- [Page extract]
↓

Sigmoid functions are also prized because their derivatives are easy to calculate, which is helpful for calculating the weight updates in certain training algorithms. The derivative when ${\displaystyle \beta =1}$ is given by:

${\displaystyle {\frac {d\sigma (t)}{dt}}=\sigma (t)[1-\sigma (t)]}$

When ${\displaystyle \beta \neq 1}$, using ${\displaystyle \sigma (\beta ,t)={\frac {1}{1+e^{-\beta t}}}}$, the derivative is given by:

${\displaystyle {\frac {d\sigma (\beta ,t)}{dt}}=\beta [\sigma (\beta ,t)[1-\sigma (\beta ,t)]]}$

## Continuous Tan-Sigmoid Function

${\displaystyle \sigma (t)=\tanh(t)={\frac {e^{t}-e^{-t}}{e^{t}+e^{-t}}}}$

Its derivative is:

${\displaystyle {\frac {\operatorname {d} \sigma (t)}{\operatorname {d} t}}=1-\tanh ^{2}(t)=\operatorname {sech} ^{2}(t)=1-{\frac {(e^{t}-e^{-t})^{2}}{(e^{t}+e^{-t})^{2}}}}$

## ReLU: Rectified Linear Unit

The ReLU activation function is defined as:

${\displaystyle \sigma (t)=\max(0,t)}$

It can also be expressed piecewise:

${\displaystyle \sigma (t)={\begin{cases}0&{\text{if }}t<0\\t&{\text{if }}t>0\end{cases}}}$

Its derivative is:

${\displaystyle \sigma (t)={\begin{cases}0&{\text{if }}t<0\\1&{\text{if }}t>0\end{cases}}}$

ReLU was first introduced by Kunihiko Fukushima in 1969 for representation learning with images, and is now the most popular activation function for deep learning. It has a very simple formula and derivative, making backpropagation calculations easier to calculate. As the output of the derivative function is always 1 for positive inputs, it suffers less from the gradient vanishing or exploding problem than other activation functions. ReLU does present the unique problem of "dying ReLU", where some nodes may very rarely activate or "die", providing no predictive power to the model. Variants of ReLU including Leaky and Parametric ReLU have been introduced to avoid the dying ReLU problem.

↑

- [Data shown]
↓

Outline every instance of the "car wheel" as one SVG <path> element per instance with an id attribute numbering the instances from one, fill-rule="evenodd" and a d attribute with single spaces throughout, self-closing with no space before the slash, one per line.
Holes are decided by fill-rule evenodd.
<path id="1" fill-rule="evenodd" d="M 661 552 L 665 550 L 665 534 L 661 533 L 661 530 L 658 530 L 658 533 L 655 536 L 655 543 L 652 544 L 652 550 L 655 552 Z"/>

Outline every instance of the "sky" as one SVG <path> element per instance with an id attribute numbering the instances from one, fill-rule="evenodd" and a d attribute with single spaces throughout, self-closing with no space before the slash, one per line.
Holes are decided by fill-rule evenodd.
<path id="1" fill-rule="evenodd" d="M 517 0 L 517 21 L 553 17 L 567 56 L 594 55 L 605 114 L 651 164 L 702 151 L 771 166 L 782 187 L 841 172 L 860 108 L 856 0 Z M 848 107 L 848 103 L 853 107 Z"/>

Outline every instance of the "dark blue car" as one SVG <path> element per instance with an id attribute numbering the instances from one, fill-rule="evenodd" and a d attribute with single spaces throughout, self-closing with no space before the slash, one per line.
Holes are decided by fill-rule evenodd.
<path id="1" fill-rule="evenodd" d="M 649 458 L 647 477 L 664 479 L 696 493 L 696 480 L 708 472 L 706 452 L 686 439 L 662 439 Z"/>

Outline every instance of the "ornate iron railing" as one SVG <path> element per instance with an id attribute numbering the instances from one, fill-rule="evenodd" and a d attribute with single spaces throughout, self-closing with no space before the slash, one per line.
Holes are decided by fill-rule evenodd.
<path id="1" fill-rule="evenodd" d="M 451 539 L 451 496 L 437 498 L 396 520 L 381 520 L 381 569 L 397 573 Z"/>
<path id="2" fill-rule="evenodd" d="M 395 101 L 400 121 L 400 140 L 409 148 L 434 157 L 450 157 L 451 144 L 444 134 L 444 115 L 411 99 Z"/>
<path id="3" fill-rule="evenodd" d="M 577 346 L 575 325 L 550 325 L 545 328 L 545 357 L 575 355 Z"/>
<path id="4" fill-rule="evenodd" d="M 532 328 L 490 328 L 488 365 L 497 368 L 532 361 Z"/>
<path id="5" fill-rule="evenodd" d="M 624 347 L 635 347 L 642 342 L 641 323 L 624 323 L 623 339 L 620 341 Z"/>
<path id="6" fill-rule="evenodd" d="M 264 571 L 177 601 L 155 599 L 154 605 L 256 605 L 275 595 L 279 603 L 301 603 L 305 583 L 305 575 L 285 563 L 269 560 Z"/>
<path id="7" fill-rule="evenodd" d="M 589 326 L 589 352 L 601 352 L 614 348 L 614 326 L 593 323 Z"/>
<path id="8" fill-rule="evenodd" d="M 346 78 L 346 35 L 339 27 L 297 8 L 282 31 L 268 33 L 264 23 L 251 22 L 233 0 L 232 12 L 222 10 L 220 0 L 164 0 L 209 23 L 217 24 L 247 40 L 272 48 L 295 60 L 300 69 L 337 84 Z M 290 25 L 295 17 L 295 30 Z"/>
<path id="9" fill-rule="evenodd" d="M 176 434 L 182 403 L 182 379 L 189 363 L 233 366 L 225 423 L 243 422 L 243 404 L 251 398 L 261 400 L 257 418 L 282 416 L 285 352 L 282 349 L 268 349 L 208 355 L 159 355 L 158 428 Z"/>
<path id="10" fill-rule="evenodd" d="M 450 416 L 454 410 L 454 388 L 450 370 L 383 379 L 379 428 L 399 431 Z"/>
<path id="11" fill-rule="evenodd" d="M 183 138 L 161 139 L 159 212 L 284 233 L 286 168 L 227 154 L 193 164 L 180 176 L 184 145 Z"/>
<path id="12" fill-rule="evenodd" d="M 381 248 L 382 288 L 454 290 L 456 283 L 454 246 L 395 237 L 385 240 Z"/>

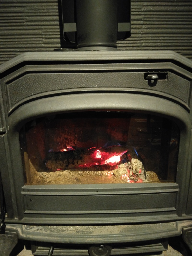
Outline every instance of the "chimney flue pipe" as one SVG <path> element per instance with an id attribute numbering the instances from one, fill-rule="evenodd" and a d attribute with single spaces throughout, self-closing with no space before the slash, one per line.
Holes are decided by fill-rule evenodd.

↑

- [Directions]
A. Repeat the passage on neural network activation functions word for word, starting at "ReLU was first" and ending after "dying ReLU problem.".
B. Write what comes next in the passage on neural network activation functions, picking up right after its last sentence.

- [Answer list]
A.
ReLU was first introduced by Kunihiko Fukushima in 1969 for representation learning with images, and is now the most popular activation function for deep learning. It has a very simple formula and derivative, making backpropagation calculations easier to calculate. As the output of the derivative function is always 1 for positive inputs, it suffers less from the gradient vanishing or exploding problem than other activation functions. ReLU does present the unique problem of "dying ReLU", where some nodes may very rarely activate or "die", providing no predictive power to the model. Variants of ReLU including Leaky and Parametric ReLU have been introduced to avoid the dying ReLU problem.

B.
## Softmax Function

The softmax activation function is useful predominantly in the output layer of a clustering system. Softmax functions convert a raw value into a posterior probability. This provides a measure of certainty. The softmax activation function is given as:

${\displaystyle y_{i}={\frac {e^{\zeta _{i}}}{\sum _{j\in L}e^{\zeta _{j}}}}}$

L is the set of neurons in the output layer.